[Rows from a box labeling dataset]
[start]
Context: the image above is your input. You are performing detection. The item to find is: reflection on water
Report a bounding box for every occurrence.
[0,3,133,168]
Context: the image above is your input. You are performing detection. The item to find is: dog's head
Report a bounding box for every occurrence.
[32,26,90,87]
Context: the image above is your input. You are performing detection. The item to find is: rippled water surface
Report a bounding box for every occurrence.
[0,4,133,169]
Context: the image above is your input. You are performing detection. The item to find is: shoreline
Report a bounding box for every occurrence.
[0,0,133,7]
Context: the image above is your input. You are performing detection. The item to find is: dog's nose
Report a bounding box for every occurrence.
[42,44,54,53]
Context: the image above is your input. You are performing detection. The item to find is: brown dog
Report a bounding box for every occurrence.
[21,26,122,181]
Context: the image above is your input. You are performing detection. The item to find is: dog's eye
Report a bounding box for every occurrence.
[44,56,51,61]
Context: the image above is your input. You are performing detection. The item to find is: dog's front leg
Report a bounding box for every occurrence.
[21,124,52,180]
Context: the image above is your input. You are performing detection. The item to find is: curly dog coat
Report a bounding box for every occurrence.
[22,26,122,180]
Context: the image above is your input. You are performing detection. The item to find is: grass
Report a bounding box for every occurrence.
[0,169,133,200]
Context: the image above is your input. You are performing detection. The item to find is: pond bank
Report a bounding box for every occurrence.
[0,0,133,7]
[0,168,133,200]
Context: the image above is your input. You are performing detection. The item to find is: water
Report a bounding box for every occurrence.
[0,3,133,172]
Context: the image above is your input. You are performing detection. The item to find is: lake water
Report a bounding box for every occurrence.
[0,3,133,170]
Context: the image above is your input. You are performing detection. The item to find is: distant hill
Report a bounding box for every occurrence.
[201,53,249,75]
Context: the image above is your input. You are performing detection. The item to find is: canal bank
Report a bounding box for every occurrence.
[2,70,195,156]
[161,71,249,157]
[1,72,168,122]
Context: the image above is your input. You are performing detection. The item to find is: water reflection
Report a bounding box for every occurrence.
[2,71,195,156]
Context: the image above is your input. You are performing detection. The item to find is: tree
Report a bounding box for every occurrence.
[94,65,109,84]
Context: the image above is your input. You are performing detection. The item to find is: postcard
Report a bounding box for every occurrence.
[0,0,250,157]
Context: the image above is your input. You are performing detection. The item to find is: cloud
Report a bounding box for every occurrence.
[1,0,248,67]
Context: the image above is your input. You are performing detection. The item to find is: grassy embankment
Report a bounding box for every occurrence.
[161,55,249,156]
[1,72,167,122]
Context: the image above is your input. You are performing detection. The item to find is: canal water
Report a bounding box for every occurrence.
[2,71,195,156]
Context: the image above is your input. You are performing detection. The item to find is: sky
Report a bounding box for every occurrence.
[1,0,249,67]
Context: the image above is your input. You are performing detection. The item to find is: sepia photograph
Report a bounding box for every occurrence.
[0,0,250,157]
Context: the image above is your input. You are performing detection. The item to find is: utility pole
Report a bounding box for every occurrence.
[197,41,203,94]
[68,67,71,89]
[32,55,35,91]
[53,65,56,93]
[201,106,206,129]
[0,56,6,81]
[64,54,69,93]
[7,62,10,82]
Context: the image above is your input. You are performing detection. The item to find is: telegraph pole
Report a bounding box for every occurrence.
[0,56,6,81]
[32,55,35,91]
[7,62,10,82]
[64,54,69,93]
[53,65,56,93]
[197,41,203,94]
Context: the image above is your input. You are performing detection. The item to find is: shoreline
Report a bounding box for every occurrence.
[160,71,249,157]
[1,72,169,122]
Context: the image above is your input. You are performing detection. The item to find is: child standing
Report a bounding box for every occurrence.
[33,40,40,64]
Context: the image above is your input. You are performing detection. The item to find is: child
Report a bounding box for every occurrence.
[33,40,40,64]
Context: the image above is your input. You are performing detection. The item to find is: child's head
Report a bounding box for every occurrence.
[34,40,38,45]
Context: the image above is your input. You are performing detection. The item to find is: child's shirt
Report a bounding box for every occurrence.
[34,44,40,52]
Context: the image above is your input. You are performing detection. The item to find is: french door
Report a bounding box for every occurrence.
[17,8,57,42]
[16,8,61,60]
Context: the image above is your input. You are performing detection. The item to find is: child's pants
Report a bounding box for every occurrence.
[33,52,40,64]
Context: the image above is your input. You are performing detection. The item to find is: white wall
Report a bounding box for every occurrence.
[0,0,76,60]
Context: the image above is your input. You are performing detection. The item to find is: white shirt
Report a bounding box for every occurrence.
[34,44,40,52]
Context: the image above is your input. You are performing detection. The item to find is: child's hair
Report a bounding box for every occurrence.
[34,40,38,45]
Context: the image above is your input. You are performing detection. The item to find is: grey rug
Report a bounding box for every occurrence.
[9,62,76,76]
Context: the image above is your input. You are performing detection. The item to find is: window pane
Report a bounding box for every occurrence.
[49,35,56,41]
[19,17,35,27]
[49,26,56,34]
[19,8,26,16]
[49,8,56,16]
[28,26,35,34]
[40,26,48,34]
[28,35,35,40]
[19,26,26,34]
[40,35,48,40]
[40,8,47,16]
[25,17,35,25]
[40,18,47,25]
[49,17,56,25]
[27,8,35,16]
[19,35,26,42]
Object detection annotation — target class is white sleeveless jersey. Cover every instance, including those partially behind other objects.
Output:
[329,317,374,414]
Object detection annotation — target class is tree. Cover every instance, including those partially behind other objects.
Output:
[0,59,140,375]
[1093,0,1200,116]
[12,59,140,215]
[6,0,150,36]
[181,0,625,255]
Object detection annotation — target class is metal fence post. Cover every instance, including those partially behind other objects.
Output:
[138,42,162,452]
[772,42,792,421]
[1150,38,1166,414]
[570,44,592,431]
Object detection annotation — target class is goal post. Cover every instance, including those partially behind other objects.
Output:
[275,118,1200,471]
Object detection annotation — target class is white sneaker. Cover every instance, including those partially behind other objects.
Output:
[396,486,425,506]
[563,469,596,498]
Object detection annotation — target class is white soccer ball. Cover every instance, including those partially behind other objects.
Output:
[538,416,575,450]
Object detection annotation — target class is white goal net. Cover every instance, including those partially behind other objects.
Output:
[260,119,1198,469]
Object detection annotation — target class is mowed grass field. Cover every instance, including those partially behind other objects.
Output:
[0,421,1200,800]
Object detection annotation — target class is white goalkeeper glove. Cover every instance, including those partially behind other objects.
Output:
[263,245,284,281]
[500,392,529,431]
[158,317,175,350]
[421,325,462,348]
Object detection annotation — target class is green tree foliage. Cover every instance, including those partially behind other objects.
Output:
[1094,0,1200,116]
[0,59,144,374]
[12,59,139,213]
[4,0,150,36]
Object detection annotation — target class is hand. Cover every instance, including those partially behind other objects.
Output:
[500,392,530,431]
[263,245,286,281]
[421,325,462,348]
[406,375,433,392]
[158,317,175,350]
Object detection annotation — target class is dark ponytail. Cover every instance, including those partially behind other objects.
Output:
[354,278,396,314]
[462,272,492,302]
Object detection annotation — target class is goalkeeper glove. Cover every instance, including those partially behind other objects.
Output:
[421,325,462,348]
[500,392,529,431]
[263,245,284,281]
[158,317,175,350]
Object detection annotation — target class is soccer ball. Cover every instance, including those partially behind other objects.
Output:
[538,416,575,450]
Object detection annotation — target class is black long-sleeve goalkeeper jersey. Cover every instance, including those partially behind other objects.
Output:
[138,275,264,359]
[end]
» OBJECTIVE: Turn every line of the records into a numbered list, leaving out any blank lines.

» WORKED SOLUTION:
1. Context: the image above is your input. You are performing detection. The item to find is: reflection on water
2. Report a bounding box for every occurrence.
3. [0,3,133,168]
4. Context: the image above is your input. You are performing detection. The item to find is: dog's head
5. Report a bounding box for every occurrence.
6. [32,26,90,87]
7. Context: the image above is your input. You are performing detection. The item to find is: rippled water surface
8. Report a bounding box for every occurrence.
9. [0,4,133,169]
10. Context: the image above is your input. You are performing detection. The item to find is: shoreline
11. Report a bounding box for every occurrence.
12. [0,0,133,7]
13. Context: the image above is your input. You are performing detection. The item to find is: dog's nose
14. Report a bounding box for every occurrence.
15. [42,44,54,53]
16. Context: the image above is your input. You are performing detection. The item to find is: brown dog
17. Report a bounding box for every occurrence.
18. [21,26,122,181]
19. Context: the image above is your input. You are performing detection. The item to find is: dog's eye
20. Report a bounding box for every occurrence.
21. [44,56,51,61]
22. Context: the image above is your input. You are performing detection. The item to find is: dog's front leg
23. Report a bounding box for every occurrence.
24. [21,124,52,180]
25. Context: the image above is your input. You are performing detection. The item to find is: curly dog coat
26. Report a bounding box for every occurrence.
27. [22,26,122,180]
28. Context: the image above is your input. You are performing detection. The item to find is: grass
29. Report a bounding box for every occurrence.
30. [0,169,133,200]
31. Context: the image above is your input. You are performing detection. The item to find is: pond bank
32. Report a bounding box for every occurrence.
33. [0,0,133,7]
34. [0,168,133,200]
35. Context: the image above is your input. You are performing detection. The item to find is: water
36. Report a bounding box for every occurrence.
37. [0,3,133,172]
38. Context: the image above is your input. You are performing detection. The item to find is: lake water
39. Report a bounding box for every occurrence.
40. [0,3,133,170]
41. Context: the image above is your input. You are performing detection. The item to find is: distant hill
42. Report a bounding box for every occurrence.
43. [201,53,249,75]
44. Context: the image above is your input. You are performing detection. The item to find is: canal bank
45. Report a bounding box for every occurrence.
46. [2,70,195,156]
47. [161,71,249,157]
48. [1,72,168,122]
49. Context: the image above is your input. You are performing detection. The item to find is: water reflection
50. Report a bounding box for every occurrence.
51. [2,71,195,156]
52. Context: the image above is your input. You are performing detection. The item to find is: tree
53. Report a bounding box for every occurrence.
54. [94,65,109,84]
55. Context: the image above is your input. You are performing detection. The item to find is: postcard
56. Report a bounding box for every occurrence.
57. [0,0,250,157]
58. Context: the image above is your input. You are performing detection. The item to find is: cloud
59. Report a bounding box for every occurrence.
60. [1,0,248,67]
61. Context: the image above is your input. You are performing detection. The item to find is: grassy embankment
62. Report a bounding box for every occurrence.
63. [161,55,249,156]
64. [1,72,167,122]
65. Context: the image above is your input. You are performing detection. The item to find is: canal water
66. Report a bounding box for every occurrence.
67. [2,71,195,156]
68. Context: the image above is your input. You are performing detection. The item to find is: sky
69. Report a bounding box for every occurrence.
70. [1,0,249,67]
71. Context: the image above is your input. You are performing detection. The item to find is: sepia photograph
72. Report a bounding box for every occurrence.
73. [0,0,250,157]
74. Context: the image above is your input. You are performing detection. The item to find is: utility pole
75. Report a bounding box for every occurrence.
76. [197,41,203,94]
77. [68,67,71,89]
78. [32,55,35,91]
79. [53,65,56,93]
80. [201,106,206,129]
81. [0,56,6,81]
82. [64,54,69,93]
83. [7,62,10,82]
84. Context: the image above is your input. You are performing detection. The item to find is: telegraph pole
85. Report a bounding box for every occurrence.
86. [0,56,6,81]
87. [32,55,35,91]
88. [7,62,10,82]
89. [64,54,69,93]
90. [53,65,56,93]
91. [197,41,203,94]
92. Context: the image above is your input. You are performing detection. The item to find is: shoreline
93. Report a bounding box for every occurrence.
94. [160,71,249,157]
95. [1,72,169,122]
96. Context: the image above is your input. You are performing detection. The item to find is: child standing
97. Report a bounding box for every occurrence.
98. [33,40,40,64]
99. Context: the image above is your input. You are performing detection. The item to find is: child
100. Report a bounding box for every occurrence.
101. [33,40,40,64]
102. Context: the image above is your input. You are performing detection. The item to find is: child's head
103. Report a bounding box for every occurrence.
104. [34,40,38,45]
105. Context: the image above is your input. You are performing detection. The item to find is: child's shirt
106. Report a bounding box for every occurrence.
107. [34,44,40,52]
108. Context: the image above is your input. You are performing detection. The item to find is: french door
109. Report a bounding box for every occurrence.
110. [17,8,57,42]
111. [16,8,61,60]
112. Context: the image above is your input. You are performing detection. The item to find is: child's pants
113. Report a bounding box for every occurrence.
114. [33,52,40,64]
115. Context: the image above is your input. You are performing detection. The item to find is: white wall
116. Report a bounding box for every occurrence.
117. [0,0,76,60]
118. Context: the image above is your input. You are performing detection. The item to find is: white shirt
119. Report a bounding box for every occurrence.
120. [34,44,40,52]
121. Context: the image above is your input. You are performing detection. The item to find is: child's hair
122. Report a bounding box for every occurrence.
123. [34,40,38,45]
124. Context: the image above is your input. You are performing detection. The item to find is: grey rug
125. Report a bounding box for every occurrence.
126. [9,62,76,76]
127. Context: the image above is your input. You are performing detection. The item to find is: window pane
128. Report a bounding box for every occurrence.
129. [49,35,56,41]
130. [19,17,35,27]
131. [49,26,56,34]
132. [19,8,26,16]
133. [49,8,56,16]
134. [28,26,35,34]
135. [40,26,48,34]
136. [28,35,35,40]
137. [19,26,26,34]
138. [40,35,48,40]
139. [40,8,47,16]
140. [25,17,35,25]
141. [40,18,47,25]
142. [49,17,56,25]
143. [27,8,35,16]
144. [19,35,26,42]
145. Object detection annotation — target class is white sleeveless jersey. Cover every instance, including those partially behind other objects.
146. Output:
147. [329,317,374,414]
148. Object detection annotation — target class is tree. Cover every instance, including those partially behind other objects.
149. Output:
150. [0,59,140,375]
151. [1093,0,1200,116]
152. [12,59,140,215]
153. [6,0,150,36]
154. [181,0,625,255]
155. Object detection annotation — target class is metal fence post. Cover every instance, including those partially behind other objects.
156. Output:
157. [138,42,162,452]
158. [772,42,792,421]
159. [1150,38,1166,414]
160. [570,44,592,431]
161. Object detection annotation — target class is goal post. Cover every instance, including those partially behind other objects.
162. Output:
163. [275,118,1200,471]
164. Object detection annotation — target class is white sneaker. Cover every instance, including those partially behind other objects.
165. Output:
166. [396,486,425,506]
167. [563,469,596,498]
168. Object detection annotation — target class is white soccer ball. Cover every instance, including those partially behind other objects.
169. Output:
170. [538,416,575,450]
171. Object detection annotation — target class is white goal net. Cover every instance, including those partially behind other objects.
172. Output:
173. [260,119,1198,469]
174. Object detection annotation — target class is mowed grass field. Cover every instance, including those partially behind other objects.
175. Output:
176. [0,421,1200,800]
177. Object detection annotation — target class is white goalkeeper glove. Cover every instance, including those partially behind other objects.
178. Output:
179. [263,245,284,281]
180. [500,392,529,431]
181. [158,317,175,350]
182. [421,325,462,348]
183. Object detection annotation — target class is green tree foliage. Cover every instance, including those partially behind other objects.
184. Output:
185. [1094,0,1200,116]
186. [0,59,144,374]
187. [12,59,139,213]
188. [4,0,150,36]
189. Object detection annotation — target class is hand. Cover every instance, including those partially behind other objects.
190. Output:
191. [500,392,530,431]
192. [263,245,286,281]
193. [421,325,462,348]
194. [406,375,433,392]
195. [158,317,175,350]
196. Object detection annotation — target class is dark ponytail. Cover every instance, including those partially behind other objects.
197. Output:
198. [354,278,396,314]
199. [462,272,492,302]
200. Object detection annotation — target class is goalkeeper glove. Cover every instance, including those partially behind other objects.
201. Output:
202. [421,325,462,348]
203. [500,392,529,431]
204. [263,245,284,281]
205. [158,317,175,350]
206. Object detection annotation — target class is soccer ball. Cover every instance, including those partially behind other objects.
207. Output:
208. [538,416,575,450]
209. Object detection annotation — target class is black long-sleeve goalkeeper jersey. Cover every instance, including those partially behind other objects.
210. Output:
211. [138,275,264,359]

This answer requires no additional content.